[Start Text section]

What is the time complexity of std::vector::~vector?

Question

So I was debating on whether to use a dynamic array of Node* or std::vector<Node*> for an array in a program I was making. The program essentially tests STL sorting on a linked list (a custom made one), and therefore inserts each nodeptr from the LL into an array (dynamically allocated array or vector) and then calls std::sort on it. So when moving the pointers of the LL around after sorting the array, I initially used a vector to hold all of the nodes. But I realized that the vector gets destroyed via std::vector::~vector once out of scope. Which I believe is O(n) time according to cppreference:

std::vector::~vector() Destructs the vector. The destructors of the elements are called and the used storage is deallocated. Note, that if the elements are pointers, the pointed-to objects are not destroyed.

I believe the bolded section indicates O(n) time. So then I wondered if you could instead allocate a dynamic array to hold the nodes and then just delete the array after all of the sorting. (Whereas using ~vector(), you'd be iterating through the list twice; once during sorting, and a second time when freeing the array) Because if so, then you would subtract a whole O(n) operation from the code, which would be faster if possible.

Am I misunderstanding here, or would a regular dynamic array be faster because of this?

Note the note about pointers. If the `vector` is storing linked list nodes, it'll probably be doing it via pointers to the nodes rather than copies of the nodes that have to be deleted. Still be O(N) either way, but destruction of a pointer's pretty much a no-op. — user4581301, Sep 02 '21 at 23:27
Please do clarify whether this is a `std::vector`. You talk about holding the nodes but I don't know whether you mean `std::vector`, and you talk about nodeptrs but I don't know if those are raw pointers or something else. Actually, just show some code. And don't be afraid of whitespace. — Useless, Sep 02 '21 at 23:29
@user4581301 That's where I was confused. Does it recognize that the vector holds pointers and therefore doesn't call the deallocator on each of them? — James Newman, Sep 02 '21 at 23:29
It doesn't call any deallocator on anything directly except its single contiguous allocation. It calls _destructors_ on everything, but destroying a trivial type is a trivial no-op and probably optimized out. — Useless, Sep 02 '21 at 23:31
@Useless Ah right. So then my understanding (that sorting and then cleaning up together with a vector is O(2n)) is wrong? — James Newman, Sep 02 '21 at 23:33
"So then I wondered if you could instead allocate a dynamic array to hold the nodes and then just delete the array after all of the sorting." No, because *the code is broken* if the destructors don't get called. Aside from which, this would only in a big-O sense if you never do anything *else* with the vector that's O(N) or higher, which is clearly impossible since *creating* it is O(N). — Karl Knechtel, Sep 02 '21 at 23:35
"my understanding (that sorting and then cleaning up together with a vector is O(2n)) is wrong?" It's wrong because *there is no such thing as "O(2n)"*. The entire point of big-O analysis is to drop the constant factors. After all, you could just move to a faster machine. — Karl Knechtel, Sep 02 '21 at 23:37
@KarlKnechtel Wouldn't the destructors get called once the final scope is left? That's how I have it written anyway. And in this case, the vector's only purpose is to hold the node*s to be sorted and then the vector gets destroyed immediately after the pointers are adjusted accordingly. — James Newman, Sep 02 '21 at 23:39
If the `vector` holds `Node*`s, it doesn't [own](https://stackoverflow.com/questions/49024982/what-is-ownership-of-resources-or-pointers) the allocations the `Node*`s point at. The `vector` will destroy its backing array, the array will destroy its contents, and its contents are dumb-stupid pointers that require no destruction effort. — user4581301, Sep 02 '21 at 23:47
Side note: sometime you'll see a hideous time complexity utterly crush a favourable one. O(1) means constant time, but that constant time could be 13.5 billion years. — user4581301, Sep 02 '21 at 23:49
It is relatively easy to detect at compile time that the destructor does nothing (for raw pointers) and thus you don't actually need to do the loop. Thus a std::vector on a normal good implementation is going to be just as fast as your hand coded version (the one thing it will be is much safer as we know there are no bugs in std::vector). https://lokiastari.com/blog/2016/03/19/vector-simple-optimizations/index.html — Martin York, Sep 03 '21 at 00:05
@JamesNewman *or would a regular dynamic array be faster because of this?* -- What do you believe a `std::vector` is underneath the hood? It does the same operations that you would do if you coded your own dynamic array class. There isn't any magic going on in the vector class -- it is normal C++ code, yes, complex, but still C++ code. If you created your own dynamic array of type `T`, the destructors will be called when they're removed. That is the case regardless of whether it is std::vector or your own home-made dynamic array class. — PaulMcKenzie, Sep 03 '21 at 01:48

score 6 · Answer 1 · answered Sep 02 '21 at 23:50

Yes, std::vector::~vector takes O(n) time, but so does delete[]ing a raw dynamically-allocated array.

[End Text section]

● Problem
Please write down, word for word, the section of the thread that opens with the words containing "std::vector::~vector() Destructs the" and closes with "faster if possible.".

[Start Raw records]

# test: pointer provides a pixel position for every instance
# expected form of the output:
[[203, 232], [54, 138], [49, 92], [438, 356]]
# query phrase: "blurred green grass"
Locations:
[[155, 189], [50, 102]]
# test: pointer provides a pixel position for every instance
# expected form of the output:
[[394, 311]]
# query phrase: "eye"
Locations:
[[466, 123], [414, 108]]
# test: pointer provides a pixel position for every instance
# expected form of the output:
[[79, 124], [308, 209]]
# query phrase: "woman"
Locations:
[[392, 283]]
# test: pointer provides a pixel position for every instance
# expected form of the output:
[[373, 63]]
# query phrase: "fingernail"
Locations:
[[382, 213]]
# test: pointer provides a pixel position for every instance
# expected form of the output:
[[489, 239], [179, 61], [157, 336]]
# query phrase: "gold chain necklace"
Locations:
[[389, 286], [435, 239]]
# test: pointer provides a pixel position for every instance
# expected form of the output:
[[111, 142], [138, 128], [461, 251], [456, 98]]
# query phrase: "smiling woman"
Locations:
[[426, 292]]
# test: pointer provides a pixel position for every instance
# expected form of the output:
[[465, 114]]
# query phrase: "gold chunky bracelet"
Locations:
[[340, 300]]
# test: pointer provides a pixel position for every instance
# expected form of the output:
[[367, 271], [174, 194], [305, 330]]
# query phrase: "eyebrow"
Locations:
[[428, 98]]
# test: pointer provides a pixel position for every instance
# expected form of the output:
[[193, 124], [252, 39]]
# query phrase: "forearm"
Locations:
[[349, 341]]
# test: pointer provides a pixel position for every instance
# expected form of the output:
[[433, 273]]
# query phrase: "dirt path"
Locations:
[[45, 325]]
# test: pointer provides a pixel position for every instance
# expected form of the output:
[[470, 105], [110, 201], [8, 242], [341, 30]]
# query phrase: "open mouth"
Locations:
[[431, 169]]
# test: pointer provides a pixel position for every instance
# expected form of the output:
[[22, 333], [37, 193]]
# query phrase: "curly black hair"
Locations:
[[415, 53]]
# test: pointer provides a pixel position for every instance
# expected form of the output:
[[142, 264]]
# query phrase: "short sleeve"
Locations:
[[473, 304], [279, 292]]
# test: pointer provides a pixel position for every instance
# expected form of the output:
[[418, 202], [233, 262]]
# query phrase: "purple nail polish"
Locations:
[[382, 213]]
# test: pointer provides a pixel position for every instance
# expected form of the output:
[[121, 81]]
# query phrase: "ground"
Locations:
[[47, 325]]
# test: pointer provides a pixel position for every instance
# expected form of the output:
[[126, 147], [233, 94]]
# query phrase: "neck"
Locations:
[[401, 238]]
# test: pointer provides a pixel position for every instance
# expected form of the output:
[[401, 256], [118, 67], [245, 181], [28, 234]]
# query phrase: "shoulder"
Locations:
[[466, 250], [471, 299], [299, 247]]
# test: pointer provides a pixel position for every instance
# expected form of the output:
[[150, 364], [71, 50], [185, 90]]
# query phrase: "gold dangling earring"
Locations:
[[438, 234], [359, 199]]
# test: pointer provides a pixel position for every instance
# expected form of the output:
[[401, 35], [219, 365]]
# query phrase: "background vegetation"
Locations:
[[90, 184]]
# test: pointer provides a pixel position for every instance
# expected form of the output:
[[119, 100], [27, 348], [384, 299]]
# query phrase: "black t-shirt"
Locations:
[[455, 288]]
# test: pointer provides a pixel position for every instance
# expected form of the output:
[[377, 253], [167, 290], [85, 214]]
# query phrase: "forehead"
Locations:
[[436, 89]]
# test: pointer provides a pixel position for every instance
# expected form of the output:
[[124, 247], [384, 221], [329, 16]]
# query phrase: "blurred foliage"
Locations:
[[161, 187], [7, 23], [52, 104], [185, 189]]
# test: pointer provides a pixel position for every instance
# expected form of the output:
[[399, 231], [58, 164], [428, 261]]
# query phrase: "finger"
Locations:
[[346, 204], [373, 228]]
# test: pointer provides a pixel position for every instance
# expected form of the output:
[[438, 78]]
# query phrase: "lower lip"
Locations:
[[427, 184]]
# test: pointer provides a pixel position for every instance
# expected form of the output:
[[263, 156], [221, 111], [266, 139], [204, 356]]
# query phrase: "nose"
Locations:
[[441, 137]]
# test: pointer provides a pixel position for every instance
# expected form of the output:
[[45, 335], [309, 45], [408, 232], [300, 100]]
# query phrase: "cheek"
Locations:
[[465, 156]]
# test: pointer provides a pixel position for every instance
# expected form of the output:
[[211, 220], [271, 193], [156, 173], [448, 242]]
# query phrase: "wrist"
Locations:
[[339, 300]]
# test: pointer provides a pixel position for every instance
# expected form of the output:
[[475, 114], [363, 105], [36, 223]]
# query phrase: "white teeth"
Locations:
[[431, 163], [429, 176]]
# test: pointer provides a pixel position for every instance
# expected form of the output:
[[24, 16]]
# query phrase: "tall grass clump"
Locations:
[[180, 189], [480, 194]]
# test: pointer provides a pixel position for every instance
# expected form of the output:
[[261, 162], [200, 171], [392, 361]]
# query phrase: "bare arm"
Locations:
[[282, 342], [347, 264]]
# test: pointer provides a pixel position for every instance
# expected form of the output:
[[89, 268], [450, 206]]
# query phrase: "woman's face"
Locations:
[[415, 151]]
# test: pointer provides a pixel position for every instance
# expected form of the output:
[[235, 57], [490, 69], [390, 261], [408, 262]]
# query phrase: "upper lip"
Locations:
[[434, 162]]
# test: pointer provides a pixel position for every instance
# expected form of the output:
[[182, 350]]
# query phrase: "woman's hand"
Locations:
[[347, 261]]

[End Raw records]
[Start Raw records]

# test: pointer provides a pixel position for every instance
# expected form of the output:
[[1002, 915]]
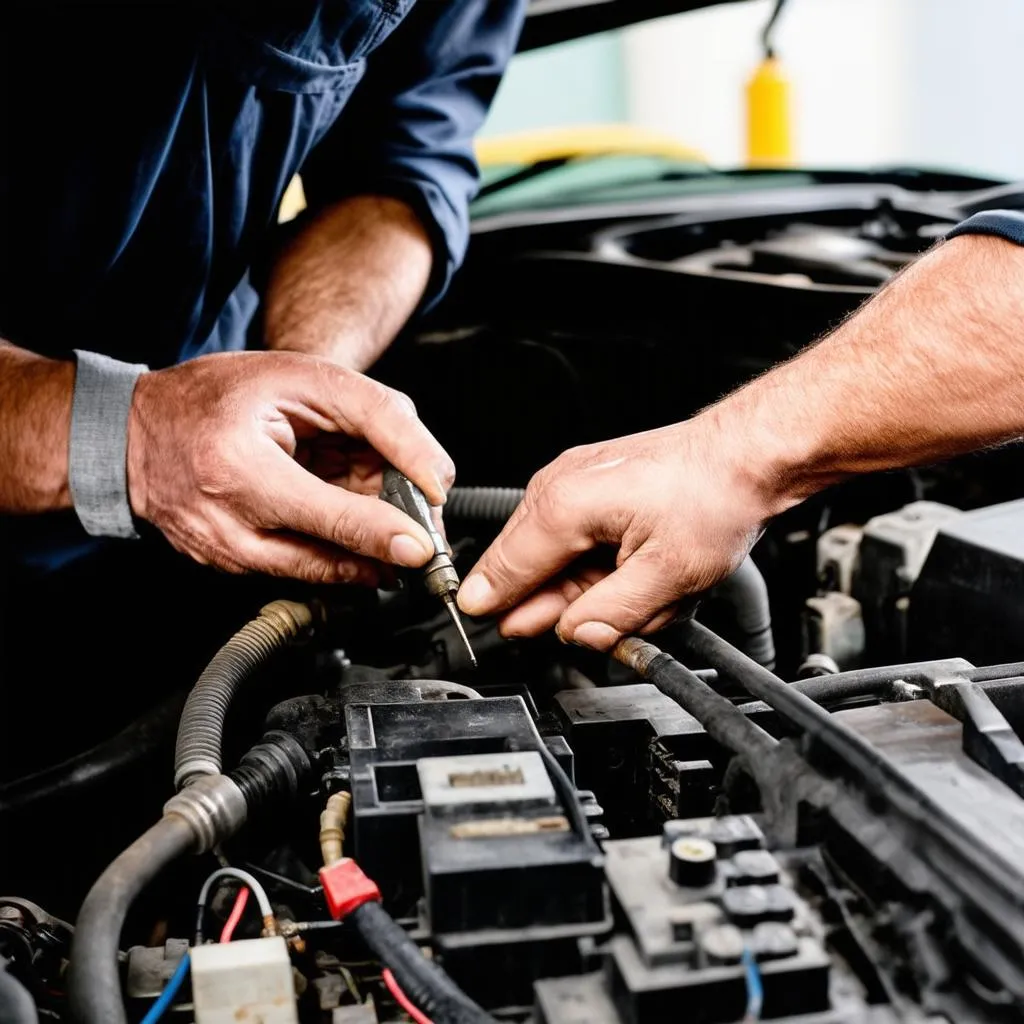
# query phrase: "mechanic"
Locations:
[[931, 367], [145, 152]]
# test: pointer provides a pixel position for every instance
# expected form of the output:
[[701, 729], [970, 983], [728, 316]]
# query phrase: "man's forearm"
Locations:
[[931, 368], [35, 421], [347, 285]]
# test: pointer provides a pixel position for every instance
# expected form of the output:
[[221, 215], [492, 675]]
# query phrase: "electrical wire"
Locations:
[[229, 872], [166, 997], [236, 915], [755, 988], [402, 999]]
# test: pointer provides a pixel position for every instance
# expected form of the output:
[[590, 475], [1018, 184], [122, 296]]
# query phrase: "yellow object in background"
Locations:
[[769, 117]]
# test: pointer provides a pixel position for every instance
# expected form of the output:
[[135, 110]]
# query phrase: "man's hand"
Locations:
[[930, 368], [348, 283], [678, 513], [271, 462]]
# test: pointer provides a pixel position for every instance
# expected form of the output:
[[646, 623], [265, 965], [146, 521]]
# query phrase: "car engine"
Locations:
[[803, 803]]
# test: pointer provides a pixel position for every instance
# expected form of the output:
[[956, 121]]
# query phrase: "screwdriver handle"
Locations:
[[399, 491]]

[End Raw records]
[Start Raw records]

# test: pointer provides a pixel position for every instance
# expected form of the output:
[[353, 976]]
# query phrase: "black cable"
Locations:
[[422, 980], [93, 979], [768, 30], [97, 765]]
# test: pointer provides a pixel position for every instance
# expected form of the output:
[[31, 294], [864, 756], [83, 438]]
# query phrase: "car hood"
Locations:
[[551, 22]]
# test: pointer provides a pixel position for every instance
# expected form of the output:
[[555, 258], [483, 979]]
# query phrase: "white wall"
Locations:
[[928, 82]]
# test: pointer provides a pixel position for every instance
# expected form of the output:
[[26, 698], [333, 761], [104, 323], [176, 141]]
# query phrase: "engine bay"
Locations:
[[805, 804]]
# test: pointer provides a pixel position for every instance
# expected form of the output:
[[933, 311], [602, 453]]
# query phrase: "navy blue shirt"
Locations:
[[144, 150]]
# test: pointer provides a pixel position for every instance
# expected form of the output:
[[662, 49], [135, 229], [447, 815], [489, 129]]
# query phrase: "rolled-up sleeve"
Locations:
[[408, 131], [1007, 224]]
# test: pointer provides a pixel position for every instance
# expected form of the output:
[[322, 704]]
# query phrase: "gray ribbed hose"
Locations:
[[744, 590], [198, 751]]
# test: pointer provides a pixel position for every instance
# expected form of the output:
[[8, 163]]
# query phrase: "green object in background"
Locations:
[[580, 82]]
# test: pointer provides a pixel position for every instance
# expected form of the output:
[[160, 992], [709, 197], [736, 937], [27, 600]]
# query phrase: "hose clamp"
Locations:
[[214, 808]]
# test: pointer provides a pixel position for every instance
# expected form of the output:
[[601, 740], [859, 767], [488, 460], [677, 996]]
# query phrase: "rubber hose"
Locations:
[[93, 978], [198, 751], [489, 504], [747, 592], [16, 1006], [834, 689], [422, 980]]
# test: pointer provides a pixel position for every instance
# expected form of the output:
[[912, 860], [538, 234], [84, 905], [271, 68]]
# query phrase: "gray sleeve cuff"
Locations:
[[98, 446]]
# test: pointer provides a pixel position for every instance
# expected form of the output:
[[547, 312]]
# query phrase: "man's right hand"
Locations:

[End Raw records]

● Result of the task
std::vector::~vector() Destructs the vector. The destructors of the elements are called and the used storage is deallocated. Note, that if the elements are pointers, the pointed-to objects are not destroyed.

I believe the bolded section indicates O(n) time. So then I wondered if you could instead allocate a dynamic array to hold the nodes and then just delete the array after all of the sorting. (Whereas using ~vector(), you'd be iterating through the list twice; once during sorting, and a second time when freeing the array) Because if so, then you would subtract a whole O(n) operation from the code, which would be faster if possible.